◆ EXERCISE
Could you recast all the records below as a numbered list, leaving out any blank lines?

[Dataset excerpt]
--*--

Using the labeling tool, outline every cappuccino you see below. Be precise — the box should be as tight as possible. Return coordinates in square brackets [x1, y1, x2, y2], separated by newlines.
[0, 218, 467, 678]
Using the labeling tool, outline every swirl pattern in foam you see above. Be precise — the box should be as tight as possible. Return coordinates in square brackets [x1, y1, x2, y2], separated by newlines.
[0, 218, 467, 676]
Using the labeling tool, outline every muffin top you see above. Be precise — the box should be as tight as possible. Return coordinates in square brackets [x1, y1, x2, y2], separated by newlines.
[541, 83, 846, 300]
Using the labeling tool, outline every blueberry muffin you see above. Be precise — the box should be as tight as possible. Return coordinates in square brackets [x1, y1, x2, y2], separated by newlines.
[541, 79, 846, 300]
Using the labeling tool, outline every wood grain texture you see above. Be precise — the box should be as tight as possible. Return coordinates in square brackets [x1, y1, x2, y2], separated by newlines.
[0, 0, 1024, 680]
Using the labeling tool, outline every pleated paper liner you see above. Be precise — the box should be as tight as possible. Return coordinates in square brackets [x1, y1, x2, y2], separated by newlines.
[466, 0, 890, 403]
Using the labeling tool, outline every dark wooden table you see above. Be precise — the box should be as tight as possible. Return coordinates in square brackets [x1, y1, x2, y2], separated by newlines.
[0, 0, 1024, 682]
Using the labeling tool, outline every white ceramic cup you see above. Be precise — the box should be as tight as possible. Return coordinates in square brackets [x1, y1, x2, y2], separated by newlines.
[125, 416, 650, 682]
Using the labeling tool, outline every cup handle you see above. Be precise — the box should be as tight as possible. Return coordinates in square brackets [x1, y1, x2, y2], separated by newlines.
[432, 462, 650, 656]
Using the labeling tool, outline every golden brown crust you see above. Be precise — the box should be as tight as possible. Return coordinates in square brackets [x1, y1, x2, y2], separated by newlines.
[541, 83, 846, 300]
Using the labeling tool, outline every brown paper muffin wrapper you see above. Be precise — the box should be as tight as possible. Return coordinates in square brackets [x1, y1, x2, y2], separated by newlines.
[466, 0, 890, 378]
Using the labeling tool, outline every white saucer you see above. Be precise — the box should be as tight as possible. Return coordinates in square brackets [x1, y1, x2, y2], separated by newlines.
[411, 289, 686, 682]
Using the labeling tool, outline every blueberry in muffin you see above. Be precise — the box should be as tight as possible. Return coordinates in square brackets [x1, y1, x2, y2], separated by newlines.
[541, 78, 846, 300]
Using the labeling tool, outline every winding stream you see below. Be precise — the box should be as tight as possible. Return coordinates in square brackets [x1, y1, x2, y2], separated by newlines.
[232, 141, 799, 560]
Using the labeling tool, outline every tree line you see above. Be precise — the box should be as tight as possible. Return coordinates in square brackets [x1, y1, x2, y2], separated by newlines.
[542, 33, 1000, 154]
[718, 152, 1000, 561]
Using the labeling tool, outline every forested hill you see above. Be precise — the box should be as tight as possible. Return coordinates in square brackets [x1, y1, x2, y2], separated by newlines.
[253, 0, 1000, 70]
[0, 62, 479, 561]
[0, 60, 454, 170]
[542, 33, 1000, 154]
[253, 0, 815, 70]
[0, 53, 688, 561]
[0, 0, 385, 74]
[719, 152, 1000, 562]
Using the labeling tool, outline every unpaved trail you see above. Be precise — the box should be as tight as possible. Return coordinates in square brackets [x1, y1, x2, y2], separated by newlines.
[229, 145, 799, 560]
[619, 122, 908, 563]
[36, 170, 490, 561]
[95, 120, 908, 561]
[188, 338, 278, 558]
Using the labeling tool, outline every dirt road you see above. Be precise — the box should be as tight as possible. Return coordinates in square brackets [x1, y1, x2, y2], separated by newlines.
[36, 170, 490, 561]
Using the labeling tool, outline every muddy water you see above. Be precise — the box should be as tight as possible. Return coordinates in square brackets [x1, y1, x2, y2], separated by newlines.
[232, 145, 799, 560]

--*--

◆ EXERCISE RESULT
1. Using the labeling tool, outline every cappuccino you see below. Be precise — the box should be as tight as possible. Return coordinates in square brackets [x1, y1, x2, y2], separated by newlines.
2. [0, 218, 467, 678]
3. Using the labeling tool, outline every swirl pattern in foam you see above. Be precise — the box should be as tight as possible. Return coordinates in square brackets [x1, y1, x2, y2], separated by newlines.
4. [0, 218, 467, 676]
5. Using the labeling tool, outline every muffin top you see above. Be precise — the box should be as tight as possible. Return coordinates in square brackets [x1, y1, x2, y2], separated by newlines.
6. [541, 83, 846, 300]
7. Using the labeling tool, outline every blueberry muffin you see above. Be precise — the box should be as tight as possible. Return coordinates in square brackets [x1, y1, x2, y2], separated by newlines.
8. [541, 79, 846, 300]
9. Using the labeling tool, outline every wood grain texture you see above. Be precise — the box should be as tight as possible. Return coordinates in square brackets [x1, y1, x2, y2], separated by newlines.
10. [0, 0, 1024, 680]
11. Using the labeling tool, outline every pleated paper liner you see above. Be precise — the box should be as tight as possible. Return coordinates in square brackets [x1, y1, x2, y2], separated by newlines.
12. [466, 0, 890, 403]
13. Using the labeling tool, outline every dark wooden table you see above. Be precise — the box should be as tight as possible. Return coordinates in square brackets [x1, y1, x2, y2], separated by newlines.
14. [0, 0, 1024, 682]
15. Using the labeling tool, outline every white ceramic cup you see above. Be precise — the box should be as tight as possible. Return coordinates in square brackets [x1, y1, x2, y2], separated by newlines.
16. [125, 416, 650, 682]
17. Using the labeling tool, outline every cup handle you see above. Be precise — the box should be as tight as possible. Return coordinates in square brackets [x1, y1, x2, y2], separated by newlines.
18. [432, 462, 650, 656]
19. Using the labeling tool, outline every golden brown crust you see above. Be precise — the box should be as tight as possible. Return coordinates in square brackets [x1, y1, x2, y2], separated by newlines.
20. [541, 83, 846, 300]
21. Using the labeling tool, outline every brown paper muffin wrapper you see above. Be precise — the box should be as tight as possible. Return coordinates in square brackets [x1, y1, x2, y2], separated by newlines.
22. [466, 0, 890, 378]
23. Using the labeling tool, outline every white saucer you see above. Be precise — the box should be as tight as possible. Return coordinates in square brackets [x1, y1, x2, y2], separated by newlines.
24. [411, 289, 686, 682]
25. Using the labeling tool, outline every blueberry in muffin you see above. Be precise — the box should be as tight as possible. Return coordinates in square brackets [x1, y1, x2, y2], separated by newlines.
26. [541, 78, 846, 300]
27. Using the labeling tool, outline every winding stream you see below. Be precise — the box should be as tight as possible. Return coordinates in square brackets [x1, y1, x2, y2], separated by newlines.
28. [232, 141, 799, 560]
29. Using the labeling tool, outline every tree line you see above. Be precise — the box should be as tight as possible. Return coordinates in square brackets [x1, y1, x2, y2], separated by newlines.
30. [542, 33, 1000, 154]
31. [718, 152, 1000, 561]
32. Using the labeling tool, outline every forested hill you see above. Be precise — the box should be as tight as possible. Return coordinates in square brackets [x1, y1, x2, y2], separated by newlines.
33. [253, 0, 1000, 70]
34. [0, 62, 479, 561]
35. [0, 60, 454, 170]
36. [542, 33, 1000, 154]
37. [253, 0, 815, 70]
38. [0, 53, 688, 561]
39. [0, 0, 385, 74]
40. [719, 152, 1000, 562]
41. Using the labeling tool, outline every unpaved trail you see above. Be precise — the box should be as tight as possible. Return coordinates in square brackets [x1, y1, x2, y2], separated by newlines.
42. [229, 145, 799, 560]
43. [619, 122, 908, 563]
44. [36, 170, 490, 561]
45. [95, 120, 908, 561]
46. [188, 338, 278, 558]
47. Using the labeling tool, outline every dirt road you see above. Be precise — the box should be as tight as possible. Return coordinates in square brackets [x1, y1, x2, y2], separated by newlines.
48. [36, 170, 490, 561]
49. Using the labeling tool, outline every muddy water you see above. Be precise — the box should be as tight as possible. Return coordinates in square brackets [x1, y1, x2, y2], separated by newlines.
50. [232, 145, 799, 560]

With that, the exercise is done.